TASKS:
A – Quote the Texas SB 4 article word for word, starting with "People keep seeing" and ending after "immigration enforcement system.".
B – Continue the Texas SB 4 article from its last sentence.

PASSAGE:
* Begin *
Texas SB 4, ICE Agreements, and What Kentucky Should Watch
The current lawsuit gives Kentucky readers a way to understand future fights over ICE agreements, local law enforcement, and state immigration bills.
People keep seeing different versions of the same story.
A state passes an immigration enforcement law. A court blocks it. Another court lets part of it move forward. Civil-rights groups sue again. Local police, sheriffs, jailers, judges, and state officials are suddenly part of a legal fight many people assumed belonged only to the federal government.
That is what is happening with Texas Senate Bill 4. The latest development came on May 4, 2026, when the ACLU, ACLU of Texas, and Texas Civil Rights Project filed a new class-action lawsuit seeking emergency relief before several provisions of the law are set to take effect May 15. The lawsuit challenges parts of Texas SB 4 that would let state and local officials arrest, detain, prosecute, and remove people under a state-created immigration enforcement system.
Kentucky does not have Texas SB 4. But Kentucky already has local agencies working with ICE, county jails holding ICE detainees, and state bills filed this year that would require more local participation in federal immigration enforcement.
That is why the Texas case is worth understanding here. It shows how immigration enforcement can shift from federal offices into police departments, jails, courtrooms, county budgets, and local public meetings.

The confusion starts with who is allowed to enforce immigration law
Immigration enforcement is usually federal. Agencies such as U.S. Immigration and Customs Enforcement, Customs and Border Protection, and U.S. Citizenship and Immigration Services operate under federal law. State and local police may have contact with immigrants through traffic stops, arrests, jail bookings, or local investigations, but they do not normally run their own deportation system.
That is the line Texas SB 4 tries to cross.
The Texas law creates state crimes related to illegal entry and reentry. It also creates procedures that allow state judges to order people removed to Mexico. The complaint filed on May 4 describes the law as a system where Texas creates its own immigration crimes, state police make arrests, state prosecutors bring charges in state courts, and state judges order removal.
That is why the fight is larger than one state. If Texas can create a state-level immigration enforcement system, other states may try to copy the model. If courts stop Texas, state lawmakers elsewhere may still look for narrower versions that pull local agencies deeper into federal immigration enforcement.
Kentucky already has that second kind of issue.
The question here is not whether Kentucky has copied SB 4 exactly. It has not.
* End *
PROVIDED DATA:
* Begin *
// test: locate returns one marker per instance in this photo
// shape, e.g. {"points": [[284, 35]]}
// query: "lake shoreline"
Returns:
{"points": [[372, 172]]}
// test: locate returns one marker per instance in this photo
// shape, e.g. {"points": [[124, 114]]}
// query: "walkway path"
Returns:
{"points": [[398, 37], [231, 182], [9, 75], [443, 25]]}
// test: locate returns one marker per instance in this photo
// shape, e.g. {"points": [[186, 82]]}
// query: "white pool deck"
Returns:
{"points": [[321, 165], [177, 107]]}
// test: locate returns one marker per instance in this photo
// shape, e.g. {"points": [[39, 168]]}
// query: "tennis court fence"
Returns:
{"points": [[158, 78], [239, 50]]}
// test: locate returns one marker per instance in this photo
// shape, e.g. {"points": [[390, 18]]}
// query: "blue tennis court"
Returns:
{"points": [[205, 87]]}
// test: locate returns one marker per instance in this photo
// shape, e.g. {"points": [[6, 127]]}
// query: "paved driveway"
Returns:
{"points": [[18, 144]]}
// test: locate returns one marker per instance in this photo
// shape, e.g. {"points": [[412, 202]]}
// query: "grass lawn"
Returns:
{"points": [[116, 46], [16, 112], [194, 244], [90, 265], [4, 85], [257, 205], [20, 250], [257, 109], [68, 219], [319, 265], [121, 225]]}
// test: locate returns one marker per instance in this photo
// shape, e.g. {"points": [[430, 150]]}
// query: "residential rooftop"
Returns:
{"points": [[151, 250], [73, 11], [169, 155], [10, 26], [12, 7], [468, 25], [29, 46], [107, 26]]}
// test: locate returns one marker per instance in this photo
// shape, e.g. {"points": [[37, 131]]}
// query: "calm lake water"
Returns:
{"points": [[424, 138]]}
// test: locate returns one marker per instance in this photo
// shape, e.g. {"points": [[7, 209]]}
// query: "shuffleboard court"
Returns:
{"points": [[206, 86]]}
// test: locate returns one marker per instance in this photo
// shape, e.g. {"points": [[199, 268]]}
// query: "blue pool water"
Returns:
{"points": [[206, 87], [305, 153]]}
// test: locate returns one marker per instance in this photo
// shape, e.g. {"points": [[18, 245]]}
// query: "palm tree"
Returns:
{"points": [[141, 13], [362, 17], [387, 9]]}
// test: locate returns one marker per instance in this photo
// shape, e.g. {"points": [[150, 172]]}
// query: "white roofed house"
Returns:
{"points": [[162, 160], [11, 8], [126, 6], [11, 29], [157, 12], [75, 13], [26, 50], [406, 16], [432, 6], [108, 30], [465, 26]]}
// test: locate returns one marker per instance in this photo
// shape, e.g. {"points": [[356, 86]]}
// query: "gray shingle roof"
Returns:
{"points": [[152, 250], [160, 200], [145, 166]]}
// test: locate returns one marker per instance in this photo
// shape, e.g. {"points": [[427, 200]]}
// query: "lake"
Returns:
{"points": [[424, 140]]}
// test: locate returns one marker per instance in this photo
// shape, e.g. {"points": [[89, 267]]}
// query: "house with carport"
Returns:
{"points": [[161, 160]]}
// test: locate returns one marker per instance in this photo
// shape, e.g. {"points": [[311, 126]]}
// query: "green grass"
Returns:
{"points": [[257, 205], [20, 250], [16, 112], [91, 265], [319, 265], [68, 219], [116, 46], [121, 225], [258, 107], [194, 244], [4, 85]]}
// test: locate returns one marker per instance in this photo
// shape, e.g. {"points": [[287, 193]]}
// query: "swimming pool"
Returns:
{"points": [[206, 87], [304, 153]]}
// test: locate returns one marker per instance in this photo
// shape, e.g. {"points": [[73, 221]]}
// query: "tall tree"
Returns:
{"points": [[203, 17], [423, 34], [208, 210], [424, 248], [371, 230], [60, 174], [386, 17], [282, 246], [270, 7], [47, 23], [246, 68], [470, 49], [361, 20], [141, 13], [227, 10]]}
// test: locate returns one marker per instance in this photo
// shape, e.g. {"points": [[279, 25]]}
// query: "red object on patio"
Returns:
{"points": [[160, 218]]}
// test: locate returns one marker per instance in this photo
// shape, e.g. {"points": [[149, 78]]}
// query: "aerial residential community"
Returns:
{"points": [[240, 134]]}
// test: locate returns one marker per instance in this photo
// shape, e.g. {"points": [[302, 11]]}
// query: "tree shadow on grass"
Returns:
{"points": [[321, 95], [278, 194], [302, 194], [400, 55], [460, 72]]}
* End *
WRITTEN RESPONSES:
A –
People keep seeing different versions of the same story.
A state passes an immigration enforcement law. A court blocks it. Another court lets part of it move forward. Civil-rights groups sue again. Local police, sheriffs, jailers, judges, and state officials are suddenly part of a legal fight many people assumed belonged only to the federal government.
That is what is happening with Texas Senate Bill 4. The latest development came on May 4, 2026, when the ACLU, ACLU of Texas, and Texas Civil Rights Project filed a new class-action lawsuit seeking emergency relief before several provisions of the law are set to take effect May 15. The lawsuit challenges parts of Texas SB 4 that would let state and local officials arrest, detain, prosecute, and remove people under a state-created immigration enforcement system.

B –
The question is how much state and local government should be required to participate in immigration enforcement that starts with federal authority but depends on local institutions to operate.
Texas SB 4 builds a state immigration pipeline
The easiest way to understand SB 4 is to follow the path a person could move through.
First, a state or local officer suspects someone entered Texas from another country without federal authorization. Under SB 4, that suspicion can lead to arrest or detention under state law. The ACLU says the law would allow local and state law enforcement to arrest, detain, and remove people they suspect entered Texas without federal authorization.
Second, the case moves into state criminal court. That is a major shift. Immigration status is normally handled through federal immigration proceedings. SB 4 creates state crimes and gives state prosecutors a role in a system tied to immigration enforcement.
Third, a state magistrate or judge may issue a removal order. The ACLU’s May 4 release says the lawsuit seeks to block the power given to magistrates to issue deportation orders, the crime of failing to comply with those orders, and the requirement that magistrates continue prosecution even when a person has a pending federal immigration case.
Fourth, the person may face removal to Mexico. The complaint says the law allows state judges to order deportation to Mexico regardless of nationality.
That is the pipeline: suspicion, arrest, state prosecution, state removal order, attempted removal.
The legal fight centers on whether a state can build that pipeline when immigration enforcement has traditionally belonged to the federal government.
The new lawsuit tries to block four parts of the Texas system
The May 4 lawsuit is not a general statement of opposition. It targets specific provisions.
The plaintiffs are asking the federal court to block Texas Penal Code Sections 51.03 and 51.04 and Texas Code of Criminal Procedure Articles 5B.002 and 5B.003. Those provisions are tied to illegal entry, illegal reentry, and removal-order procedures.
The ACLU describes four main targets: the reentry crime, magistrates’ power to issue deportation orders, the crime of failing to comply with those orders, and the requirement that magistrates continue prosecution even when someone has a pending federal immigration case.
That detail is important for readers trying to interpret future headlines. A lawsuit may not block an entire law. A court order may stop only certain sections. A procedural ruling may let a law move forward without deciding whether the law is constitutional.
That is what happened before this latest lawsuit. The ACLU says the full Fifth Circuit vacated a prior preliminary injunction on standing grounds and did not reach the core constitutional question: whether SB 4 violates the Supremacy Clause by taking power assigned to the federal government.
Standing can sound like legal shorthand, but the plain-language meaning is simple: the court decided the earlier plaintiffs were not the right parties to bring that challenge. It did not decide that SB 4 is constitutional.
The new lawsuit is designed to address that procedural problem by bringing individual plaintiffs who say they may be directly affected by the law. The ACLU says one plaintiff is a lawful permanent resident and another has been approved for a U visa after becoming the victim of a crime and helping law enforcement resolve the case.
Kentucky’s version runs through ICE partnerships, not a state deportation law
Kentucky does not currently have a state law that mirrors Texas SB 4 by creating state crimes for illegal entry or giving Kentucky judges deportation authority.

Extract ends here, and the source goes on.